- About this exercise
Please answer these from the concert review:
1. Who conducted the Canton Symphony Orchestra?
2. What year is given for Tchaikovsky's Symphony No. 1?
3. Which work opened the concert?

- Text provided

※

A Midwinter Night’s Dream from the Canton Symphony Orchestra

United StatesUnited States Vivaldi, Prokofiev, Tchaikovsky: Emily Cornelius (violin), Daniel Boye (baritone), Canton Symphony Orchestra, Gerhardt Zimmermann (conductor), Umstattd Hall, Canton, Ohio (USA), 28.1.2012 (TW)

Antonio Vivaldi: “Winter” from The Four Seasons (1725)
Sergei Prokofiev: Lieutenant Kije Suite (1933)
Peter Ilyich Tchaikovsky: Symphony No. 1 in G minor, “Winter Dreams” (1866)

The history of Western orchestral music is replete with works that have reverberated far beyond the concert hall to become practically ubiquitous cultural fixtures. Among those, Antonio Vivaldi’s The Four Seasons ranks high on the list – particularly the first in the set, “Winter,” which opened this concert by the Canton Symphony Orchestra (CSO) at Umstattd Hall. For many, the work is so familiar, and heard in so many contexts (from elevators and malls to television commercials and doctors’ waiting rooms), that it has become something of a musical banality. But the CSO reading of the work was a delightful reminder of just how deeply engaging the piece really is.

※

- Given information
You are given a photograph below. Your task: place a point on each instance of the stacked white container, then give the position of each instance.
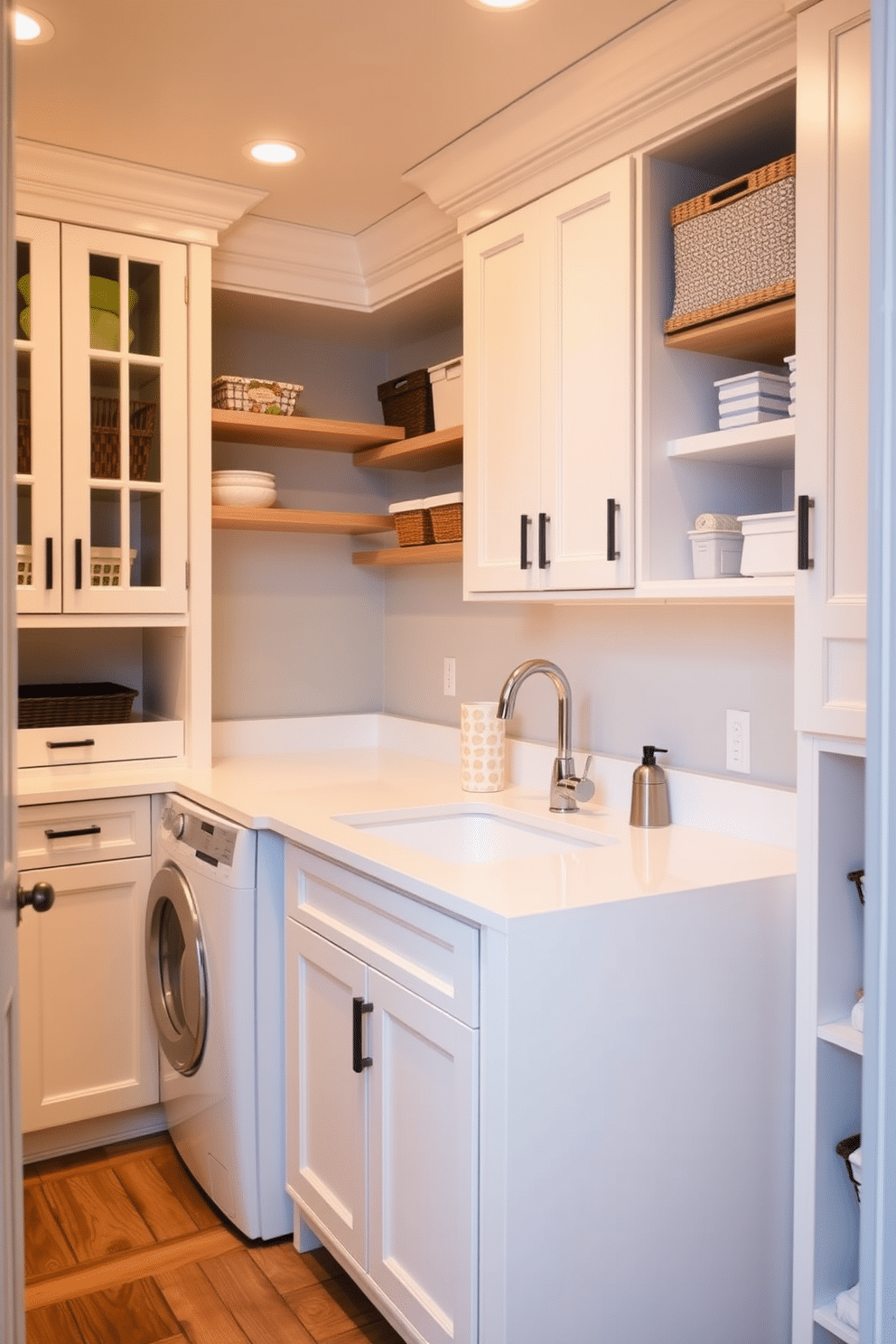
(752, 398)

※

- Answer section
1. Gerhardt Zimmermann
2. 1866
3. "Winter" from Vivaldi's The Four Seasons